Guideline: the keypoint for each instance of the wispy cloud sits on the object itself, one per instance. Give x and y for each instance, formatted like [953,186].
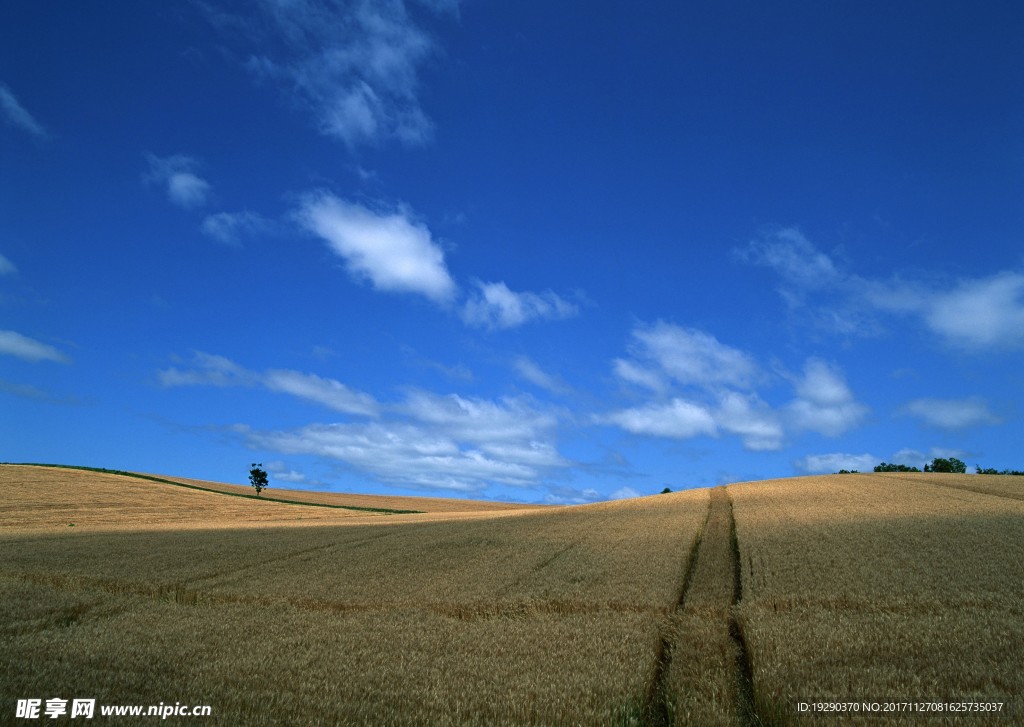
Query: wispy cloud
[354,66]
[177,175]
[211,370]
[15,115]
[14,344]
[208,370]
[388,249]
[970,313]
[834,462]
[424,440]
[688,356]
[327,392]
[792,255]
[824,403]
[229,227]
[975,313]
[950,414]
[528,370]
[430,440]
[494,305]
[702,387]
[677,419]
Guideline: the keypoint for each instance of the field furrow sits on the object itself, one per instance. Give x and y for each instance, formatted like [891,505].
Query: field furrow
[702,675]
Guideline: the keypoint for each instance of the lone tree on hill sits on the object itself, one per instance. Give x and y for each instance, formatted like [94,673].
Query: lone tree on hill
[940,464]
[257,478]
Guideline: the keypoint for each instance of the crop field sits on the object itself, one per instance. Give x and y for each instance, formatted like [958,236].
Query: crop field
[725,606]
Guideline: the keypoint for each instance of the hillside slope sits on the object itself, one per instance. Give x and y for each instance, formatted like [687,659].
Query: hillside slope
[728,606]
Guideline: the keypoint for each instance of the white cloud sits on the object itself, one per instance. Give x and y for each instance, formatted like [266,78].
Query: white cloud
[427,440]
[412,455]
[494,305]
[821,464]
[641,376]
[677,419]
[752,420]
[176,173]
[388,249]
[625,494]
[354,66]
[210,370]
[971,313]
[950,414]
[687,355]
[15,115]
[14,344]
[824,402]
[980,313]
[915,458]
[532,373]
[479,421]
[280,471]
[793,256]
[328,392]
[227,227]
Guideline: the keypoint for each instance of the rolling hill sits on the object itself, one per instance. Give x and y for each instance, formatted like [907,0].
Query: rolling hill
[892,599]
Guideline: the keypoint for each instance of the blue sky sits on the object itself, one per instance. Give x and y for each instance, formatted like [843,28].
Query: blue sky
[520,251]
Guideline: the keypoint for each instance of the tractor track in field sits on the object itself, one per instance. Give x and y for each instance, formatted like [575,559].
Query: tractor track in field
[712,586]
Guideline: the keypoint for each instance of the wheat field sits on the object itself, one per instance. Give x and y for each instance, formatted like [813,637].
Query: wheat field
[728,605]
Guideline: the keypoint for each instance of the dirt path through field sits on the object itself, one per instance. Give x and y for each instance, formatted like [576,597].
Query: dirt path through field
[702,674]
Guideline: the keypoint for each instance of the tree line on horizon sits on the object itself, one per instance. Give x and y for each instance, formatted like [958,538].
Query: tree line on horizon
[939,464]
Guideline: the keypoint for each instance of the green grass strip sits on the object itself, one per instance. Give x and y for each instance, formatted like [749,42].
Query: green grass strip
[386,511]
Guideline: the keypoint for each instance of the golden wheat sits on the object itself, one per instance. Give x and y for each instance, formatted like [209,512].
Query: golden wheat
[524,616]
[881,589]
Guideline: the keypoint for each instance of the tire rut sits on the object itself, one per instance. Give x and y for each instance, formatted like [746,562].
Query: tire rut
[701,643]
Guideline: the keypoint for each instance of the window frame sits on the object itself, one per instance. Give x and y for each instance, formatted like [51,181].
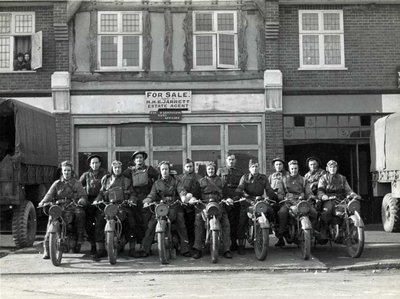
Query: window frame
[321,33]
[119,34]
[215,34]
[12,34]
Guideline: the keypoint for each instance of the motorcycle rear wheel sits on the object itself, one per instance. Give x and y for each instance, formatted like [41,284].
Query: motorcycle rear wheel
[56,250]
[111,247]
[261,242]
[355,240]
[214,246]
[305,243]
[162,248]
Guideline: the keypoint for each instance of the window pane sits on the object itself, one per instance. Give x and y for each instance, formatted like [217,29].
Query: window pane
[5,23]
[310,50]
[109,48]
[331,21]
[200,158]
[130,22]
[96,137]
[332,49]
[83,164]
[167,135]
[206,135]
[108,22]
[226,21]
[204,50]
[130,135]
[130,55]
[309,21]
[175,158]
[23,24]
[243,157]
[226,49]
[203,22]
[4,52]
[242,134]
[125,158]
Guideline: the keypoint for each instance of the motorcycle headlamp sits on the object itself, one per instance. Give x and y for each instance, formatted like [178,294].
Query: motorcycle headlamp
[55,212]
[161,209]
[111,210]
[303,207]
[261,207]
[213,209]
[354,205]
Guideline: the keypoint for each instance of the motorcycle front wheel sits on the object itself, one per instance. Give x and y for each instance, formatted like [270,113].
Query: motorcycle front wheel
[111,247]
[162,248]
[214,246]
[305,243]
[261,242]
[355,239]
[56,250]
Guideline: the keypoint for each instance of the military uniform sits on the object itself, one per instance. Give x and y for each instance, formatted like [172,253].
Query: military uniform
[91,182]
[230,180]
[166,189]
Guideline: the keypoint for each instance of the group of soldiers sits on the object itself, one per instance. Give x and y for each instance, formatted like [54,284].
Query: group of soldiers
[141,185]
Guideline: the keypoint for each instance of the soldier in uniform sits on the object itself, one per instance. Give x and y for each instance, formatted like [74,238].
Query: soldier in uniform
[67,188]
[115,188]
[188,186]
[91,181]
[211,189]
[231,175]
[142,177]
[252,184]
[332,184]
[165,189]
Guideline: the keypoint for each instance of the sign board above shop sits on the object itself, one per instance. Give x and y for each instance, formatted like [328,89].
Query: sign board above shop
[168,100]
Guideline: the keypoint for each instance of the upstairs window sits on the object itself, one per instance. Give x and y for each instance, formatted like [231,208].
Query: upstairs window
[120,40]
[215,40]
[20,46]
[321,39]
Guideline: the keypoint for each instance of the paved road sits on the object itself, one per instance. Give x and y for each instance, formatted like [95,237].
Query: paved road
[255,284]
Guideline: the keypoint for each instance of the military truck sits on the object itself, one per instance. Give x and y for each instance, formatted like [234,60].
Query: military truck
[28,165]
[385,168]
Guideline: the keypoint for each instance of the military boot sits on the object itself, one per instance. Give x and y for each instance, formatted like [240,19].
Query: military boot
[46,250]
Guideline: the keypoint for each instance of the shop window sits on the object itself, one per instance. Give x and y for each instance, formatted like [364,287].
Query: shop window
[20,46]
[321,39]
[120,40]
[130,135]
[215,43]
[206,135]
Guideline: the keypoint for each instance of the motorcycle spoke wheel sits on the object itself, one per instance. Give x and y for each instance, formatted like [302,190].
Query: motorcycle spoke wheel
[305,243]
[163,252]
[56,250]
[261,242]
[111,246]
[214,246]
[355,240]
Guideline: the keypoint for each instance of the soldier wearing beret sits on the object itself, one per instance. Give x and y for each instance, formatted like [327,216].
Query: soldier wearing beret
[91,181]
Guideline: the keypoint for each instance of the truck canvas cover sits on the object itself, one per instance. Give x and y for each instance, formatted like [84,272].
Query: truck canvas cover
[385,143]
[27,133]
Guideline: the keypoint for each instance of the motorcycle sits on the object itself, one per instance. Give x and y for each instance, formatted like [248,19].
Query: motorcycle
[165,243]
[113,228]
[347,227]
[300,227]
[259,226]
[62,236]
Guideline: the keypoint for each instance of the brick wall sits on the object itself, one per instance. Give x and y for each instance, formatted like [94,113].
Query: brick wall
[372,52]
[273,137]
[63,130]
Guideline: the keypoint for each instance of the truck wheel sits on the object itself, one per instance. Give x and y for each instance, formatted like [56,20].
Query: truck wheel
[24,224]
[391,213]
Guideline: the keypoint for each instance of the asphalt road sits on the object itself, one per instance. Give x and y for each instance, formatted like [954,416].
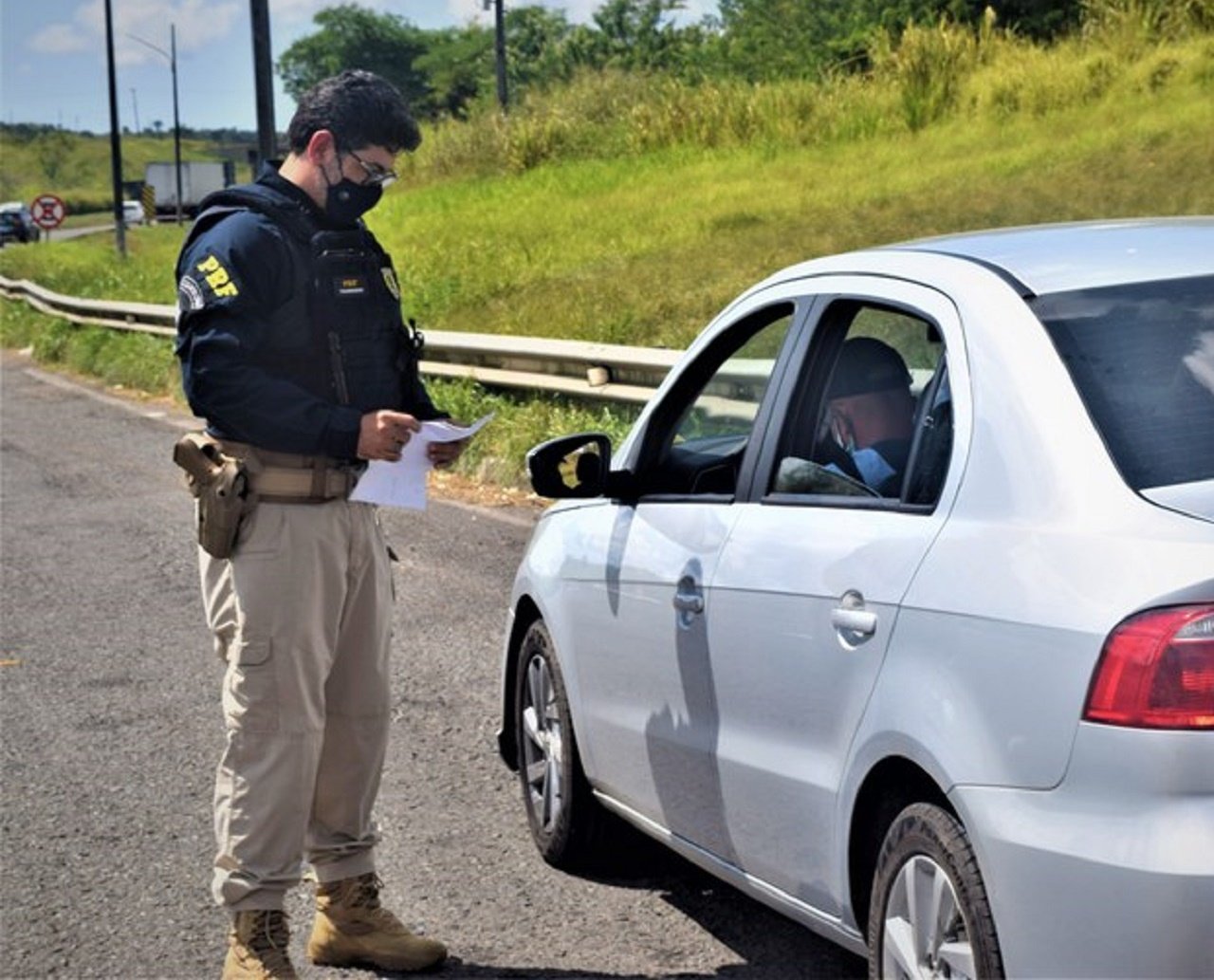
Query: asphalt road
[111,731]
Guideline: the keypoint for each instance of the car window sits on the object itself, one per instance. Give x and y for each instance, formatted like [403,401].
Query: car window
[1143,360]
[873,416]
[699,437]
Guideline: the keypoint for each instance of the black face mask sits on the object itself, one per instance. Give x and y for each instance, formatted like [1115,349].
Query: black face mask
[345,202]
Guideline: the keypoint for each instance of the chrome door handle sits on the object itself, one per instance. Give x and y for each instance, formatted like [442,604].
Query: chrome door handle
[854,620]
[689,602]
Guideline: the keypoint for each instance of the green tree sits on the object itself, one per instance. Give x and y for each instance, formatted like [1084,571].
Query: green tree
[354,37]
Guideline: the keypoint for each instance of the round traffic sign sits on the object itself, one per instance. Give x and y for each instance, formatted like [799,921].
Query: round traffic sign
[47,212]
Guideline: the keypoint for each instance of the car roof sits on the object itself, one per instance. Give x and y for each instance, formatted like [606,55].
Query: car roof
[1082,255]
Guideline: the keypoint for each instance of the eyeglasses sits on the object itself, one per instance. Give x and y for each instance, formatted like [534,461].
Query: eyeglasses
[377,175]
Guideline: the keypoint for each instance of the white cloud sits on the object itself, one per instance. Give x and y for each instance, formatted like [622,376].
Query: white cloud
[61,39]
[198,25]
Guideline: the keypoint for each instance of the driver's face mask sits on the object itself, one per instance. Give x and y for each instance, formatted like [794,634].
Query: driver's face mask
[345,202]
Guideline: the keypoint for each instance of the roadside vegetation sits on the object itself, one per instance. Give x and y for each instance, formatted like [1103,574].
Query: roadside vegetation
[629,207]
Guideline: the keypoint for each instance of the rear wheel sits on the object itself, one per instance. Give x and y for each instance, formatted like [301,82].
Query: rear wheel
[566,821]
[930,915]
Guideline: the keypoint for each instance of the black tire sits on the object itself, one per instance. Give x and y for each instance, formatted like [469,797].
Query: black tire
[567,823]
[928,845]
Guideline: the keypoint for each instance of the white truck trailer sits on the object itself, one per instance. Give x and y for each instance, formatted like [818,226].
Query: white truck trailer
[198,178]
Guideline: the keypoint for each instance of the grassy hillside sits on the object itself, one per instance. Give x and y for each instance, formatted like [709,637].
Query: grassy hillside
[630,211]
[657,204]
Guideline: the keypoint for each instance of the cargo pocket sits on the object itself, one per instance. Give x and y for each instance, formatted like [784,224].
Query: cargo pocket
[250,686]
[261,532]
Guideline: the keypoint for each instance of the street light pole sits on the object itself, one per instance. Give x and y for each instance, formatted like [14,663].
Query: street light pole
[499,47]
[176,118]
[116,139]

━━━━━━━━━━━━━━━━━━━━

Each line above from the one with "Guideline: the keypoint for each instance of the motorcycle rear" up to and including the one with "Guideline: the keypoint for each instance of the window pane" must be set down exactly, and no line outside that span may appear.

Guideline: the keypoint for each instance of the motorcycle rear wheel sits on the object itself, one per instance. Give x and y for each instance, formatted like [41,284].
Query: motorcycle rear wheel
[56,250]
[111,247]
[261,242]
[355,240]
[214,246]
[305,243]
[162,248]
Guideline: the keypoint for each instance of the window pane sits on the object itself, one per instance. Give x and y for each instance, formatted like [217,29].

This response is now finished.